* _SET PROBLEM 1_
Reproduce the rows below verbatim, from the line with "Query: egret's black leg" through the end of the rows.

On 21/03/2025 11:17, Tim Düsterhus wrote:
I am not sure if that signature makes sense and if the proposed
functionality fits into mbstring for that reason. IRIs are defined as
UTF-8, any other encoding results in invalid output / results that are
not interoperable.
This confirms a nagging feeling I had when I first saw the thread: the
name "mb_rawurlencode" implies "do the same things as rawurlencode, but
for multi-byte strings", but that's not what is being proposed.
Notably, a similar feature is actually slated for removal; to quote
https://www.php.net/manual/en/migration82.deprecated.php#migration82.deprecated.mbstring
> Usage of the QPrint, Base64, Uuencode, and HTML-ENTITIES 'text
encodings' is deprecated for all MBString functions. Unlike all the
other text encodings supported by MBString, these do not encode a
sequence of Unicode codepoints, but rather a sequence of raw bytes. It
is not clear what the correct return values for most MBString functions
should be when one of these non-encodings is specified.
The same applies here: if you write mb_rawurlencode($my_string,
'SHIFT-JIS'), does that mean convert what you can to ASCII, and percent
encode the rest for a URI; or does it mean convert to UTF-8, and percent
encode as necessary for an IRI? If the input contains sequences which
are not valid SHIFT-JIS, are those bytes treated as unencodable
(producing errors or substitution characters), or are they directly
percent encoded?
The correct solution to me is to build a proper thought-through API as
part of the proposed new Uri namespace and not adding new standalone
functions without a clear vision.
I completely agree.

* _SET PROBLEM 2_
Write the next part of the mailing-list discussion about the proposed mb_rawurlencode function, picking up after its last sentence.

Location annotation dataset excerpts

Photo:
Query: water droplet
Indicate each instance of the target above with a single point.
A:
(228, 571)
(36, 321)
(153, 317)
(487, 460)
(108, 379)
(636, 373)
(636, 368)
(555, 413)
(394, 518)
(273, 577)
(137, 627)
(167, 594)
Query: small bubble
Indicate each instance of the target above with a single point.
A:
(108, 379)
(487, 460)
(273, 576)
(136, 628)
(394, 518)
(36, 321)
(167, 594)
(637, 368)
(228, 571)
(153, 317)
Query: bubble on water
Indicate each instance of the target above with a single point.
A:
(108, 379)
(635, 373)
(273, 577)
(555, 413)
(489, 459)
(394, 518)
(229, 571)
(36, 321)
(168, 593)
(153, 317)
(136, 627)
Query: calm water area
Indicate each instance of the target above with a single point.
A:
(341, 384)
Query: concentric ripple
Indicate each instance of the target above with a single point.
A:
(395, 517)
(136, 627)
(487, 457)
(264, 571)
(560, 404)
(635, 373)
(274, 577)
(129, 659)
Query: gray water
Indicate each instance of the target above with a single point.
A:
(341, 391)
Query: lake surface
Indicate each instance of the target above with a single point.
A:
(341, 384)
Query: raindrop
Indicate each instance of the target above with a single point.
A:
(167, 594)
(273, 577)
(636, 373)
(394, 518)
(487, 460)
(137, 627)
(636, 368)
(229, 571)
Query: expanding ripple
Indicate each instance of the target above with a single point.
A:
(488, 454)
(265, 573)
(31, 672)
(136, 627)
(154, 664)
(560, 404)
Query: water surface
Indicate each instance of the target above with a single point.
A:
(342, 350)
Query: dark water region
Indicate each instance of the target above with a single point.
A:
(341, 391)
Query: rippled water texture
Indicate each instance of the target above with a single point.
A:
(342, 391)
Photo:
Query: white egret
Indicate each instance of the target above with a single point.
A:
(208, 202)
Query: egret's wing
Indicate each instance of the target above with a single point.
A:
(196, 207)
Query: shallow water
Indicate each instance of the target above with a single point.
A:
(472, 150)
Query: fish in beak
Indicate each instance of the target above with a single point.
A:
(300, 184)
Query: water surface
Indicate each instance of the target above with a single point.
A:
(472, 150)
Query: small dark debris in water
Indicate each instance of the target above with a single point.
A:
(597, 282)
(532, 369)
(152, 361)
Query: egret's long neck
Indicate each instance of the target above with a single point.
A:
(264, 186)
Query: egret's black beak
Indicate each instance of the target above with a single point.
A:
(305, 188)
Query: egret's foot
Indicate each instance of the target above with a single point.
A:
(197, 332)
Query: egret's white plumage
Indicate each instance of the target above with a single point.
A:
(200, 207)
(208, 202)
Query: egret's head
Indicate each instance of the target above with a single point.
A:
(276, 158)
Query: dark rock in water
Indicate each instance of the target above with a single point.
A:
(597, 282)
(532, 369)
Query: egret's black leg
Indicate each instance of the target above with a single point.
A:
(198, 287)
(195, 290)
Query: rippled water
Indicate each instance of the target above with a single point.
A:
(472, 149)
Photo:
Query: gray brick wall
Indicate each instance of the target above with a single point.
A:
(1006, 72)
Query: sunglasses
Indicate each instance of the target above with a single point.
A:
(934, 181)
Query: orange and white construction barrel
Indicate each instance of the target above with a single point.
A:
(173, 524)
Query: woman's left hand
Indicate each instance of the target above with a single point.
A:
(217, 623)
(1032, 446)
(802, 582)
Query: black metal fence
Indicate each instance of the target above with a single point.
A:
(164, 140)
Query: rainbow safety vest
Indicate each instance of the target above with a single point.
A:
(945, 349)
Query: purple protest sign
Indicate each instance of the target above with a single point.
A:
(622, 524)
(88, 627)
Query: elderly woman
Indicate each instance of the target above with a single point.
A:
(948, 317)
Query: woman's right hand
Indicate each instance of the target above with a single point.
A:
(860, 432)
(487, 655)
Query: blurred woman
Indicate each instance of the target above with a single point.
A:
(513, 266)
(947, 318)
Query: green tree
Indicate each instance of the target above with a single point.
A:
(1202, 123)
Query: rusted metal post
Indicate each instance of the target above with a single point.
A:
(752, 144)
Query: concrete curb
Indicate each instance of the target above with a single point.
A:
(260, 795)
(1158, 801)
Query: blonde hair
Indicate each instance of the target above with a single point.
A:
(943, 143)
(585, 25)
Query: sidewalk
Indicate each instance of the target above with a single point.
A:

* _TASK RESPONSE 1_
Query: egret's black leg
Indicate each instance of the target above with a single point.
A:
(198, 287)
(195, 290)
Query: rippled water
Indicate each instance of the target above with a single point.
A:
(472, 149)
Photo:
Query: gray brick wall
Indicate each instance of the target above with a single point.
A:
(1006, 72)
Query: sunglasses
Indicate each instance of the target above with a single point.
A:
(934, 181)
Query: orange and white construction barrel
Indicate each instance of the target above with a single point.
A:
(173, 524)
Query: woman's left hand
Indicate each instance of the target above with a single point.
A:
(217, 623)
(1032, 446)
(802, 582)
Query: black metal fence
Indicate each instance of the target above with a single point.
A:
(164, 140)
Query: rainbow safety vest
Indicate each instance of the target above with a single point.
A:
(945, 349)
Query: purple protest sign
Indicate each instance of the target above with a single point.
A:
(622, 524)
(88, 627)
Query: elderly woman
Indicate each instance of the target above with a single point.
A:
(948, 317)
Query: woman's right hand
Indicate each instance of the target above with a single point.
A:
(860, 432)
(487, 655)
Query: blurred woman
Indicate each instance of the target above with a single point.
A:
(513, 266)
(947, 318)
Query: green tree
Indicate each instance of the target above with a single point.
A:
(1202, 123)
Query: rusted metal post
Indicate each instance of the target above with a single point.
A:
(752, 144)
Query: concrete curb
Indicate each instance of the target above with a single point.
A:
(260, 795)
(1158, 801)
Query: blonde hair
Indicate each instance of the target above with a single point.
A:
(943, 143)
(585, 25)
Query: sidewalk
Indicate each instance of the target above with a single point.
A:

* _TASK RESPONSE 2_
For instance, the IRI standard does include an algorithm for converting
a non-Unicode IRI representation to a URI - but it requires a Unicode
Normalization step, which is a complex algorithm not included in
ext/standard or ext/mbstring, only ext/intl. However, a function in the
URI namespace that only handled the UTF-8 input case might still be useful.
Along those lines, I think there might need to be two additional
changes/additions to help with encoding for RFC 3987 and WHATWG-URL component
values:
- `http_build_query()` would need PHP_QUERY_3987 and PHP_QUERY_WHATWG flags and
corresponding logic (or entirely new functions); and
- `parse_str()` would need a corresponding `mb_parse_str()`.
I haven't followed the other URI thread at all, but isn't replacing the
scattered standard library functions with a consistent API the whole
point of that effort?
parse_str() in particular has a non-descriptive name, and a weird
function signature because it used to directly overwrite variables by name.
As a comparison, we didn't extend the shuffle() function with an
algorithm parameter, we added a shuffleArray() method to the new
Randomizer class.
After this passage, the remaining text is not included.